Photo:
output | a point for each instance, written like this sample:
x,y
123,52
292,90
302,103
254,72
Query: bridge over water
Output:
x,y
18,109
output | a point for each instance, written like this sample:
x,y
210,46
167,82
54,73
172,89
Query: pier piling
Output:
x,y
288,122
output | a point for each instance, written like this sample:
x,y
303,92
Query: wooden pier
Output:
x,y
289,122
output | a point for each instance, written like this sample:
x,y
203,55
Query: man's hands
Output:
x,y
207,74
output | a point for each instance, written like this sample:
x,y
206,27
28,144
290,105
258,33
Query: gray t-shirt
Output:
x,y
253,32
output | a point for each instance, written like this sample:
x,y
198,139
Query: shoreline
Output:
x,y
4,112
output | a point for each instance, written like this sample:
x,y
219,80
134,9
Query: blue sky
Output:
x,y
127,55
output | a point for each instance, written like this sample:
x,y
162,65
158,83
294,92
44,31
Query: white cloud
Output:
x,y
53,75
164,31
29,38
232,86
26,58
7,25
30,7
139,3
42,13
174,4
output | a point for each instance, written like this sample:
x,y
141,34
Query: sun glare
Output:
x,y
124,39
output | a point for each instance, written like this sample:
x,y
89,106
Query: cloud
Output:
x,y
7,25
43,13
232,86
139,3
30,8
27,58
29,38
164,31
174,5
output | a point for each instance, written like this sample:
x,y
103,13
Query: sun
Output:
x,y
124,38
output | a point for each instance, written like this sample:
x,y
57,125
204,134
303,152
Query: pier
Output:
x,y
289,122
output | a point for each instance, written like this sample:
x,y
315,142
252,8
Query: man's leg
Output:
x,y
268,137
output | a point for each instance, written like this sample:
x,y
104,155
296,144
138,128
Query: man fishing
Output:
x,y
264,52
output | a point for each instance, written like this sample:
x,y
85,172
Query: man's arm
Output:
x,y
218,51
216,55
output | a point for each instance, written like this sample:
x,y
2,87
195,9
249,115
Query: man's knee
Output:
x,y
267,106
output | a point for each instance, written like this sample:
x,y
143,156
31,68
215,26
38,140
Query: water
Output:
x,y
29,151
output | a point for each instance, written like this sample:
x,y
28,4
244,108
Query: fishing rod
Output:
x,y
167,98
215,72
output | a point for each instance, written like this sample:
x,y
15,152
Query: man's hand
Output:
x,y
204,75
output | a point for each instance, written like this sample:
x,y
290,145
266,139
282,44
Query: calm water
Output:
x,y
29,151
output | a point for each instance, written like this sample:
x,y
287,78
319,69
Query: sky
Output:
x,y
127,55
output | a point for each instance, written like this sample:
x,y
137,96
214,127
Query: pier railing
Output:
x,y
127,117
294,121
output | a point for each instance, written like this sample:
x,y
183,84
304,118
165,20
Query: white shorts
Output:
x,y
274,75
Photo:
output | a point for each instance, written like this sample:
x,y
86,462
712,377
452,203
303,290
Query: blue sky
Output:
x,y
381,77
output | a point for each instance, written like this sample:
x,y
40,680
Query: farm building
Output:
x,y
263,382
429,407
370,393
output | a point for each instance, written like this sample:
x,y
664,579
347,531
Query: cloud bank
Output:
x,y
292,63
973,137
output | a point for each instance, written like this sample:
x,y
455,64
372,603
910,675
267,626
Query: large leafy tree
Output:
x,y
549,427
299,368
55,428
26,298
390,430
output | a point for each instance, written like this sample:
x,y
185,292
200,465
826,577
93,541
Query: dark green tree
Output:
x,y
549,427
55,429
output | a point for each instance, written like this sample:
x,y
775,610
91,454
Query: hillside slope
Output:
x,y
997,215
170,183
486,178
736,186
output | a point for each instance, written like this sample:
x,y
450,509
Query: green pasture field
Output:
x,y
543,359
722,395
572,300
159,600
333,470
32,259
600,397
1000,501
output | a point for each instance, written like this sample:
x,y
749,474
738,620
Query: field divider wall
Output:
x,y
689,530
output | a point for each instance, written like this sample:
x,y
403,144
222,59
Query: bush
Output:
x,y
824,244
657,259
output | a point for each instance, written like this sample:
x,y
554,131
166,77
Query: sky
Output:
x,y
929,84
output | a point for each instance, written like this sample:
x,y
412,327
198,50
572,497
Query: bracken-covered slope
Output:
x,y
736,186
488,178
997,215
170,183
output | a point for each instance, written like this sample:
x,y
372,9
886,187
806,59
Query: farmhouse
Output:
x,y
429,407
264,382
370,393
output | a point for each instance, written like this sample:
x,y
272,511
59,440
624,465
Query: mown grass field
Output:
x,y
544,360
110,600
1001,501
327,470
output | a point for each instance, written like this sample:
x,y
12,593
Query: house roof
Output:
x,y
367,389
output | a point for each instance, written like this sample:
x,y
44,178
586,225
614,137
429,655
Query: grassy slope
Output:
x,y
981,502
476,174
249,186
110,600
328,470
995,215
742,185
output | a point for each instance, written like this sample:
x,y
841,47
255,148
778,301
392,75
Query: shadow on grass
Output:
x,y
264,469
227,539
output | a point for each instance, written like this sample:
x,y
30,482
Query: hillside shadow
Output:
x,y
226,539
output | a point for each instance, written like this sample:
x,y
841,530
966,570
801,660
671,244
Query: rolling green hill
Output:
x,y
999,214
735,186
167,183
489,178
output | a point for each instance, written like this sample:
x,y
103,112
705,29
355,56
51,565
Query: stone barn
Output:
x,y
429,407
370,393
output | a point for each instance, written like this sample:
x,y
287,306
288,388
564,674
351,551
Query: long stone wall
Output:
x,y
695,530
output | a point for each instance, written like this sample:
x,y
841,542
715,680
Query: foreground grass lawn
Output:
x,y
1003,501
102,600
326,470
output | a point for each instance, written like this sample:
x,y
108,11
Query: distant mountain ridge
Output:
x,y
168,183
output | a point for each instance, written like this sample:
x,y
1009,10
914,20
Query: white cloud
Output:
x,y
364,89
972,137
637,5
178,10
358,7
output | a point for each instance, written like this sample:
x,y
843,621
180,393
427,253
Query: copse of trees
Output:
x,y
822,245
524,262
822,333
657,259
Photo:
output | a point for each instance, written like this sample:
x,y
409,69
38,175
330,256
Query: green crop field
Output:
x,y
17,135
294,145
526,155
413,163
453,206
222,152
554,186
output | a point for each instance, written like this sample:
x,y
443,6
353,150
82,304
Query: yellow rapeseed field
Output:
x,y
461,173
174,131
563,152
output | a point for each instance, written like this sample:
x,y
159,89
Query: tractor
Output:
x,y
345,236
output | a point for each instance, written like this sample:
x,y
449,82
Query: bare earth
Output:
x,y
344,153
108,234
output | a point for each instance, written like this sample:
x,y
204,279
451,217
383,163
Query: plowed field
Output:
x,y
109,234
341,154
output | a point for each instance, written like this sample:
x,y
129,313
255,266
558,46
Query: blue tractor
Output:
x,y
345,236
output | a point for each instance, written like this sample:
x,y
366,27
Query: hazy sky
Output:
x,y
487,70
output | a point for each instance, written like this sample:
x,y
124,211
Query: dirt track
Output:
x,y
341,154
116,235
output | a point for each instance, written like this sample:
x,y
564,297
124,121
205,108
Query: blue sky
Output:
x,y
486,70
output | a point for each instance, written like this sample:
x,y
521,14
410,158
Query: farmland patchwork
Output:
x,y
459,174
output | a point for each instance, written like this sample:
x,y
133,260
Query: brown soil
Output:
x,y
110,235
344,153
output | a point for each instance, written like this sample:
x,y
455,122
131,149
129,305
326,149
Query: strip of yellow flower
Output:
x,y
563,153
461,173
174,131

————————

WRITTEN PROBLEM
All entries shown above should be printed again exactly.

WRITTEN REPLY
Photo:
output | a point for each instance, written like this sample:
x,y
123,52
292,90
302,103
254,72
Query: bridge over water
Output:
x,y
18,109
output | a point for each instance, written like this sample:
x,y
210,46
167,82
54,73
172,89
Query: pier piling
Output:
x,y
288,122
output | a point for each instance, written like this sample:
x,y
303,92
Query: wooden pier
Output:
x,y
289,122
output | a point for each instance, written like this sample:
x,y
203,55
Query: man's hands
Output:
x,y
207,74
output | a point for each instance, written like this sample:
x,y
206,27
28,144
290,105
258,33
Query: gray t-shirt
Output:
x,y
253,32
output | a point for each instance, written like this sample:
x,y
198,139
Query: shoreline
Output:
x,y
4,112
output | a point for each instance, written like this sample:
x,y
219,80
134,9
Query: blue sky
Output:
x,y
127,55
output | a point for each instance, written like this sample:
x,y
162,65
158,83
294,92
44,31
Query: white cloud
Output:
x,y
53,75
164,31
29,38
232,86
26,58
7,25
30,7
139,3
42,13
174,4
output | a point for each instance, written like this sample:
x,y
141,34
Query: sun glare
Output:
x,y
124,39
output | a point for each instance, written like this sample:
x,y
89,106
Query: cloud
Output:
x,y
7,25
43,13
232,86
139,3
30,8
27,58
29,38
164,31
174,5
output | a point for each instance, written like this sample:
x,y
103,13
Query: sun
Output:
x,y
124,38
output | a point for each instance, written like this sample:
x,y
57,125
204,134
303,152
Query: pier
Output:
x,y
289,122
output | a point for each instance, written like this sample:
x,y
315,142
252,8
Query: man's leg
Output:
x,y
268,137
output | a point for each instance, written like this sample:
x,y
104,155
296,144
138,128
Query: man fishing
Output:
x,y
264,52
output | a point for each instance, written like this sample:
x,y
85,172
Query: man's arm
Output:
x,y
218,51
216,55
output | a point for each instance, written like this sample:
x,y
2,87
195,9
249,115
Query: man's knee
Output:
x,y
267,106
output | a point for each instance, written like this sample:
x,y
143,156
31,68
215,26
38,140
Query: water
Output:
x,y
29,151
output | a point for each instance, written like this sample:
x,y
28,4
244,108
Query: fishing rod
Output:
x,y
167,98
215,72
output | a point for each instance, written like this sample:
x,y
15,152
Query: man's hand
Output:
x,y
204,75
output | a point for each instance, written like this sample:
x,y
290,145
266,139
282,44
Query: calm water
Output:
x,y
29,151
output | a point for each instance, written like this sample:
x,y
287,78
319,69
Query: sky
Output:
x,y
127,55
output | a point for each instance, written like this sample:
x,y
137,96
214,127
Query: pier railing
Output:
x,y
127,117
294,121
output | a point for each instance, written like this sample:
x,y
183,84
304,118
165,20
Query: white shorts
Output:
x,y
274,75
Photo:
output | a point for each instance, written like this sample:
x,y
86,462
712,377
452,203
303,290
Query: blue sky
Output:
x,y
381,77
output | a point for each instance, written like this sample:
x,y
40,680
Query: farm building
Output:
x,y
263,382
429,407
370,393
output | a point for each instance, written like this sample:
x,y
664,579
347,531
Query: cloud bank
Output:
x,y
292,63
973,137
output | a point for each instance, written like this sample:
x,y
455,64
372,603
910,675
267,626
Query: large leafy tree
Output:
x,y
549,427
299,368
55,428
26,298
390,430
output | a point for each instance, written like this sample:
x,y
185,292
200,465
826,577
93,541
Query: dark green tree
Output:
x,y
549,427
55,429
output | a point for each instance, written like this sample:
x,y
775,610
91,454
Query: hillside slope
Output:
x,y
997,215
170,183
486,178
736,186
output | a point for each instance, written like this sample:
x,y
450,509
Query: green pasture field
Output:
x,y
543,359
722,395
572,300
159,600
333,470
32,259
600,397
1000,501
output | a point for each instance, written like this sample:
x,y
749,474
738,620
Query: field divider wall
Output:
x,y
689,530
output | a point for each instance, written like this sample:
x,y
403,144
222,59
Query: bush
Output:
x,y
824,244
657,259
output | a point for each instance, written like this sample:
x,y
554,131
166,77
Query: sky
Output:
x,y
929,84
output | a point for each instance, written like this sample:
x,y
412,327
198,50
572,497
Query: bracken-covered slope
Output:
x,y
736,186
488,178
997,215
170,183
output | a point for each instance, written like this sample:
x,y
372,9
886,187
806,59
Query: farmhouse
Output:
x,y
429,407
264,382
370,393
output | a point for each instance, written like this sample:
x,y
272,511
59,440
624,465
Query: mown grass field
Output:
x,y
544,360
110,600
1001,501
327,470
output | a point for each instance, written like this sample:
x,y
12,593
Query: house roof
Output:
x,y
367,389
output | a point for each instance, written like this sample:
x,y
44,178
586,225
614,137
429,655
Query: grassy slope
Output:
x,y
981,502
476,174
249,186
110,600
328,470
995,215
742,185
output | a point for each instance, written like this sample:
x,y
841,47
255,148
778,301
392,75
Query: shadow on grass
Output:
x,y
264,469
227,539
output | a point for each instance, written like this sample:
x,y
30,482
Query: hillside shadow
Output:
x,y
226,539
output | a point for each instance, written like this sample:
x,y
841,530
966,570
801,660
671,244
Query: rolling green hill
Output:
x,y
999,214
735,186
167,183
489,178
output | a point for each instance, written like this sample:
x,y
103,112
705,29
355,56
51,565
Query: stone barn
Output:
x,y
429,407
370,393
output | a point for each instance, written like this sample:
x,y
287,306
288,388
564,674
351,551
Query: long stone wall
Output:
x,y
695,530
output | a point for each instance, written like this sample:
x,y
841,542
715,680
Query: foreground grass lawn
Output:
x,y
1003,501
102,600
326,470
output | a point for each instance, written like this sample:
x,y
108,11
Query: distant mountain ridge
Output:
x,y
168,183
output | a point for each instance, written like this sample:
x,y
1009,10
914,20
Query: white cloud
Output:
x,y
364,89
972,137
637,5
178,10
358,7
output | a point for each instance, written like this sample:
x,y
843,621
180,393
427,253
Query: copse of trees
Output:
x,y
822,245
524,262
822,333
657,259
Photo:
output | a point for each instance, written like this sample:
x,y
409,69
38,175
330,256
Query: green crop field
Output:
x,y
17,135
294,145
526,155
413,163
453,206
222,152
554,186
output | a point for each instance, written like this sample:
x,y
443,6
353,150
82,304
Query: yellow rapeseed field
Output:
x,y
461,173
174,131
563,152
output | a point for each instance, written like this sample:
x,y
159,89
Query: tractor
Output:
x,y
345,236
output | a point for each instance, written like this sample:
x,y
449,82
Query: bare earth
Output:
x,y
344,153
108,234
output | a point for each instance, written like this sample:
x,y
204,279
451,217
383,163
Query: plowed field
Output:
x,y
109,234
341,154
output | a point for each instance, written like this sample:
x,y
129,313
255,266
558,46
Query: blue tractor
Output:
x,y
345,236
output | a point for each instance, written like this sample:
x,y
366,27
Query: hazy sky
Output:
x,y
487,70
output | a point for each instance, written like this sample:
x,y
124,211
Query: dirt track
Output:
x,y
341,154
116,235
output | a point for each instance, written like this sample:
x,y
564,297
124,121
205,108
Query: blue sky
Output:
x,y
486,70
output | a point for each instance, written like this sample:
x,y
521,14
410,158
Query: farmland patchwork
Output:
x,y
459,174
output | a point for each instance, written like this sample:
x,y
133,260
Query: brown soil
Output:
x,y
110,235
344,153
output | a point for each instance, written like this sample:
x,y
455,122
131,149
129,305
326,149
Query: strip of yellow flower
Output:
x,y
563,153
461,173
174,131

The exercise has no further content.